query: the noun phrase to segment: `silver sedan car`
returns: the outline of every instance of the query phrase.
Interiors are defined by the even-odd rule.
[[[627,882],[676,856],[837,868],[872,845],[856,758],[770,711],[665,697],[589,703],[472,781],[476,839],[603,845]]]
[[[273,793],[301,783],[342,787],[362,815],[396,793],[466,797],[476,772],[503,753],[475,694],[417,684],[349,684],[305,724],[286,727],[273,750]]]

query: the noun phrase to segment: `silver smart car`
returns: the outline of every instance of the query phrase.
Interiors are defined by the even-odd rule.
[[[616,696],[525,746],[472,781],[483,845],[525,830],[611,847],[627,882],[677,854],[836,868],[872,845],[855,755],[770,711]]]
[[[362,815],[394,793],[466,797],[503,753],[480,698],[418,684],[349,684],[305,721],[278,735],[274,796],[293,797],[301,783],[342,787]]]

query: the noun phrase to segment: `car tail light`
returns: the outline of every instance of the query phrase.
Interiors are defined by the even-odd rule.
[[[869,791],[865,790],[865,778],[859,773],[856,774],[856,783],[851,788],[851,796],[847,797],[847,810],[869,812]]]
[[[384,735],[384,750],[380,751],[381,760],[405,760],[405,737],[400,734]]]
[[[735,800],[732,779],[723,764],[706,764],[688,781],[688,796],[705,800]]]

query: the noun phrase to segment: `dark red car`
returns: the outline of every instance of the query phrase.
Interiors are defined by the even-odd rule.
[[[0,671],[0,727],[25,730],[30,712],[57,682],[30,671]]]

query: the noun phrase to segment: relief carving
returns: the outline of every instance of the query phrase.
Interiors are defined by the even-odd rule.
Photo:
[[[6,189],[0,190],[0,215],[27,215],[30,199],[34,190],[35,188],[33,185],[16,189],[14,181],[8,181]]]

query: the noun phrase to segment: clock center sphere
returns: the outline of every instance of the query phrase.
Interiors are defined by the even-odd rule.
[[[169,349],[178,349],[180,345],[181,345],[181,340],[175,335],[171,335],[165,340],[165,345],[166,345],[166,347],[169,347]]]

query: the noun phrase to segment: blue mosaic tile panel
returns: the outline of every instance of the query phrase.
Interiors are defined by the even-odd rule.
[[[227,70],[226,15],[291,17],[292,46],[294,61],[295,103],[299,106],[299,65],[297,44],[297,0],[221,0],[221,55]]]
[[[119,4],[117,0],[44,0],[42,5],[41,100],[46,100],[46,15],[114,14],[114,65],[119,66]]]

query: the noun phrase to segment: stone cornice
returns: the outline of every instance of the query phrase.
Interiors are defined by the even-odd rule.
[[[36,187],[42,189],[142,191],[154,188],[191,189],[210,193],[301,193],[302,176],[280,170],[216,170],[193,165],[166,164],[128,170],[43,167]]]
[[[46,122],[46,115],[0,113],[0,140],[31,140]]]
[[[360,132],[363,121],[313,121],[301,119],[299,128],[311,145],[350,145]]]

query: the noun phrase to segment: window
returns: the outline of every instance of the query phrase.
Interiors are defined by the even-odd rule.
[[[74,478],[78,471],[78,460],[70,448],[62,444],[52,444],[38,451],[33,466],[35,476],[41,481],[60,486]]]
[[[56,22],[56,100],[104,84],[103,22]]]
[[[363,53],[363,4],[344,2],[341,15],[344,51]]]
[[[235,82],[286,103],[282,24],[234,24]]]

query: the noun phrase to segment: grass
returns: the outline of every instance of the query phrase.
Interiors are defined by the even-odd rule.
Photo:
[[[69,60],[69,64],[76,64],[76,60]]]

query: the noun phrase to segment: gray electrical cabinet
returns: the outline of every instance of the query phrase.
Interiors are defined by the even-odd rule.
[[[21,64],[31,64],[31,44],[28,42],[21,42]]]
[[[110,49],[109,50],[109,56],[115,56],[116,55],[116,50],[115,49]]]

--------

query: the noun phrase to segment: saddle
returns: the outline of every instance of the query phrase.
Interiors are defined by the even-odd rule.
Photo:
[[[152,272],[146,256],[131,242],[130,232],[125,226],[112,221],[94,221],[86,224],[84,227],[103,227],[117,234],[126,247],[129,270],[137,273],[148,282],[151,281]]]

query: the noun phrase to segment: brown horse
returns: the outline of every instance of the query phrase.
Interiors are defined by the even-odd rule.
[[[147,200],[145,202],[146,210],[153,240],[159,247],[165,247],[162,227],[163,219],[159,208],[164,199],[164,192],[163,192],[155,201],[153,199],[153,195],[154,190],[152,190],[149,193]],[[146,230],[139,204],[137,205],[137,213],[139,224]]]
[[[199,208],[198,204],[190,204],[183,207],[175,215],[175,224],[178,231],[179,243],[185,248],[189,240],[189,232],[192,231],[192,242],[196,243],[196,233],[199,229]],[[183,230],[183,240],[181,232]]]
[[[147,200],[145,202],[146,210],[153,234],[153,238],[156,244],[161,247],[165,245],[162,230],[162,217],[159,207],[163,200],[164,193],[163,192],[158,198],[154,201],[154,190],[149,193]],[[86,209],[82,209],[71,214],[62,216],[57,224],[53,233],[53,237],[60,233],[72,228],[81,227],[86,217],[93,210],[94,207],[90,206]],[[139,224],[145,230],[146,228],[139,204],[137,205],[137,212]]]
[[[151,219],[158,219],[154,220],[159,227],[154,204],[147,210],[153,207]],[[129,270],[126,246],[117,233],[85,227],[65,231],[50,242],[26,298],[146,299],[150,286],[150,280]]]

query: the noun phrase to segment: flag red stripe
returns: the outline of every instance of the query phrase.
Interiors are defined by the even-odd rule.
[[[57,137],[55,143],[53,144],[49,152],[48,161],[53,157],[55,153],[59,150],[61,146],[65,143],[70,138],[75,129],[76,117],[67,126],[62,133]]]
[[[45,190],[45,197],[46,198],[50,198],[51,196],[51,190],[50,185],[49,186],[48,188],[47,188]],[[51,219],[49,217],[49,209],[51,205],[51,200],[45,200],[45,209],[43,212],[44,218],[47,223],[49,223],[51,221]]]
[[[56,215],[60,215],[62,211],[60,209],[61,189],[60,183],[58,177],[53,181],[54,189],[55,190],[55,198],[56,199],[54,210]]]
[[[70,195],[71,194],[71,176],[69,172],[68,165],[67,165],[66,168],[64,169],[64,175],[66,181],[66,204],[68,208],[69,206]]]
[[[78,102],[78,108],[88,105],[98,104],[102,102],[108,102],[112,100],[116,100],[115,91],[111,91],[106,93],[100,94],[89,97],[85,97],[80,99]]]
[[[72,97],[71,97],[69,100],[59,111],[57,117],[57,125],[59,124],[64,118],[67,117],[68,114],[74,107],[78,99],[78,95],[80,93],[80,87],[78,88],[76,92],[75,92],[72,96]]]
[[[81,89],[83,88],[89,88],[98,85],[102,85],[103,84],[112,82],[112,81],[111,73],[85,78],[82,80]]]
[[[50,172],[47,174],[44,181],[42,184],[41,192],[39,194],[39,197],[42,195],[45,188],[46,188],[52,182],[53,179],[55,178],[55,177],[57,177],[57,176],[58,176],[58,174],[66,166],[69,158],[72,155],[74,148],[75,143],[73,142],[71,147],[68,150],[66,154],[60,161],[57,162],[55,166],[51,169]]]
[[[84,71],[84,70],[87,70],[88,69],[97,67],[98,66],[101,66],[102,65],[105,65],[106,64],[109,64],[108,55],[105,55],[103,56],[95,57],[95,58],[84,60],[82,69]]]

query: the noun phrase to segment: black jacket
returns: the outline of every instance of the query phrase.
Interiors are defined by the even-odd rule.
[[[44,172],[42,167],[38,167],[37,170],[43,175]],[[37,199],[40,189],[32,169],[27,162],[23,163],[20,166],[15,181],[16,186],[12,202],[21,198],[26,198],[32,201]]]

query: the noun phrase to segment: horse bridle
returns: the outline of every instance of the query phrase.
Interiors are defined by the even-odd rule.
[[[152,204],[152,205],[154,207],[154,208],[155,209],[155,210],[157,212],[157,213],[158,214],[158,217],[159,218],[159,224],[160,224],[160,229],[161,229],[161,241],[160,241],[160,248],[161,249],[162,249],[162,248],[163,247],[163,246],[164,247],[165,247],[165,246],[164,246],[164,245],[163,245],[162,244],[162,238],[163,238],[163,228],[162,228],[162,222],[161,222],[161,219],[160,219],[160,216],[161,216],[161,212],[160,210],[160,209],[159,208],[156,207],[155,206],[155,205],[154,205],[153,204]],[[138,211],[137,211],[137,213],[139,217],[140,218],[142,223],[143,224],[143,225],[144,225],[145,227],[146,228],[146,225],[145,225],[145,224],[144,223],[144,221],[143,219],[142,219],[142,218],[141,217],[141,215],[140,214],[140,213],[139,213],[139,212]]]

--------

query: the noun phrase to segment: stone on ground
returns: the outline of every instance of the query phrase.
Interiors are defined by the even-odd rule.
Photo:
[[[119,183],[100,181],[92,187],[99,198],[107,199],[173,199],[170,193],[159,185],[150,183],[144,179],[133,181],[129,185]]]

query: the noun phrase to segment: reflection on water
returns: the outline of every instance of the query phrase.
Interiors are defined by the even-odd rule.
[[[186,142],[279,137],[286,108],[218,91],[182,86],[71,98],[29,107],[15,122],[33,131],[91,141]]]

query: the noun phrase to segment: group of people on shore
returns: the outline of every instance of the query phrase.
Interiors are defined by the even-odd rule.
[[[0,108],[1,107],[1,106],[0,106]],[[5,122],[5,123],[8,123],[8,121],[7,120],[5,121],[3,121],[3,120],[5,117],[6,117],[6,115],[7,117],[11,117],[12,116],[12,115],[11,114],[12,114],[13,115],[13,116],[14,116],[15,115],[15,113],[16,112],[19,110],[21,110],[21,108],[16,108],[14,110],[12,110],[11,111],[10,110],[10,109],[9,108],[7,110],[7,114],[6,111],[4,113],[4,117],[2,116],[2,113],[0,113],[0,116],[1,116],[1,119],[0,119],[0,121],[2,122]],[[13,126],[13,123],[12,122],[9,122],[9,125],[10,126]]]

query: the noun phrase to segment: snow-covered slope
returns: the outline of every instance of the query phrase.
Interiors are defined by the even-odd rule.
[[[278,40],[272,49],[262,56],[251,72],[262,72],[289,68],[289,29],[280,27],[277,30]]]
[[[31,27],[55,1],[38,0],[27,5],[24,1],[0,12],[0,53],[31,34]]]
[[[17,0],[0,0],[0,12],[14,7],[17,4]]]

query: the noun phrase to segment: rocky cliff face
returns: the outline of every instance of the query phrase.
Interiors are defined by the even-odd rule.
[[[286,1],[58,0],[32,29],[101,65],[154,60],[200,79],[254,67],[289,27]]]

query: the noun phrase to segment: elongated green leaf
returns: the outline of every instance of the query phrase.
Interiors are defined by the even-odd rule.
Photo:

--------

▶ _What needs to be done_: Arrange the lines of the items as a Markdown table with the columns Row and Text, starting at the line that contains "query: the noun phrase to segment: window" and ending at the line that contains "[[[69,60],[69,64],[76,64],[76,60]]]". Number each line in Row and leave out blank lines.

▶ _Worked answer_:
| Row | Text |
|---|---|
| 1 | query: the noun phrase to segment: window |
| 2 | returns: the outline of every instance of the query phrase. |
| 3 | Interiors are defined by the even-odd rule. |
| 4 | [[[74,478],[78,471],[78,460],[70,448],[62,444],[52,444],[38,451],[33,466],[35,476],[41,481],[60,486]]] |
| 5 | [[[56,22],[56,100],[104,84],[103,22]]] |
| 6 | [[[363,53],[363,4],[344,2],[341,15],[344,51]]] |
| 7 | [[[235,82],[286,103],[282,24],[234,24]]] |
| 8 | query: the noun phrase to segment: grass |
| 9 | returns: the outline of every instance of the query phrase. |
| 10 | Interiors are defined by the even-odd rule. |
| 11 | Photo: |
| 12 | [[[69,60],[69,64],[76,64],[76,60]]] |